>> BEGIN
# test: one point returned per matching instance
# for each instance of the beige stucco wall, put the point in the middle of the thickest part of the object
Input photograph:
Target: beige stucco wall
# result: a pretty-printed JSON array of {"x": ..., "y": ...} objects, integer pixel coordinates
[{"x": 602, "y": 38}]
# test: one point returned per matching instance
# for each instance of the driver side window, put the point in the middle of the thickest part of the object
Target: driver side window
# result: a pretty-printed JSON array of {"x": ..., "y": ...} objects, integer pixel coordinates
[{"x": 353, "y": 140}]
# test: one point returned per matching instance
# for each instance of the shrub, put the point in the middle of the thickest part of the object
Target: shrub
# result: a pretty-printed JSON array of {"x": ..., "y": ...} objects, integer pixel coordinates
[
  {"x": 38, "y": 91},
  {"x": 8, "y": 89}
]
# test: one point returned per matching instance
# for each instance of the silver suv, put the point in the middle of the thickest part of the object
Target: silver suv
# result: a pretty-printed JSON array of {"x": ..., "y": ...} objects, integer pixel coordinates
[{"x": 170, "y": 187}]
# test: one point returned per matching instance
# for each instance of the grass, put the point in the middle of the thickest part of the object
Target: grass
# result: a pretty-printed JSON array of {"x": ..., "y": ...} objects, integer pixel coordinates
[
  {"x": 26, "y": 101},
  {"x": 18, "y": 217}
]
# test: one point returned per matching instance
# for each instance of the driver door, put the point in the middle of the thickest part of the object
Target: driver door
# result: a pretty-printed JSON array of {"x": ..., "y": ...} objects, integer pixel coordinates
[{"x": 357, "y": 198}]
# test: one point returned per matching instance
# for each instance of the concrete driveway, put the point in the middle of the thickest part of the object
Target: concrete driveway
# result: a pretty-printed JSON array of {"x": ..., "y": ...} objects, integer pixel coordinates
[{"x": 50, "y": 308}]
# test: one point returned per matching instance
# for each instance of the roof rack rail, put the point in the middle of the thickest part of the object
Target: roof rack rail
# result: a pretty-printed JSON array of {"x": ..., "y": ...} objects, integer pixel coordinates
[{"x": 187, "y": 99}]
>> END
**The problem**
Go through the material above line by line and copy it exactly.

**Written solution**
# test: one point returned per matching instance
# for each instance of the beige stucco wall, put the point in the middle of the thickest part of the object
Input photograph:
Target: beige stucco wall
# result: a pretty-printed JSON array of {"x": ..., "y": ...} objects, integer pixel coordinates
[{"x": 602, "y": 38}]
# test: one point returned per matching instance
# for each instance of the driver side window, put the point in the middle of the thickest part of the object
Target: driver side window
# result: a pretty-printed JSON array of {"x": ..., "y": ...} objects, integer pixel coordinates
[{"x": 353, "y": 140}]
# test: one point returned per matching instance
# for each instance of the shrub, put the point in the middle of the thickest part of the object
Target: shrub
# result: a pretty-printed JSON array of {"x": ..., "y": ...} objects, integer pixel coordinates
[
  {"x": 38, "y": 91},
  {"x": 8, "y": 89}
]
# test: one point returned per matching instance
# for each instance of the silver suv, put the point in the middle of the thickest part of the object
Target: silver suv
# result: a pretty-printed JSON array of {"x": ..., "y": ...} objects, integer pixel coordinates
[{"x": 170, "y": 187}]
# test: one point returned per matching instance
# for each instance of the grass, put the point in the middle of the thickest part of the object
Target: grass
# result: a pretty-printed JSON array of {"x": ..., "y": ...} objects, integer pixel coordinates
[
  {"x": 26, "y": 101},
  {"x": 18, "y": 217}
]
# test: one point returned per matching instance
# for each instance of the driver door, put the point in the middle of the thickest part of the object
Target: driver door
# result: a pretty-printed JSON array of {"x": ..., "y": ...} objects, integer pixel coordinates
[{"x": 357, "y": 198}]
# test: one point returned per matching instance
# for each instance of the concrete driveway, put the point in the middle of the thickest part of the object
Target: concrete driveway
# result: a pretty-printed JSON array of {"x": ..., "y": ...} objects, integer pixel coordinates
[{"x": 50, "y": 308}]
# test: one point returned per matching instance
# for each instance of the roof rack rail, put the point in the middle of the thickest part of the object
Target: roof rack rail
# result: a pretty-printed JSON array of {"x": ..., "y": ...} objects, integer pixel coordinates
[{"x": 187, "y": 99}]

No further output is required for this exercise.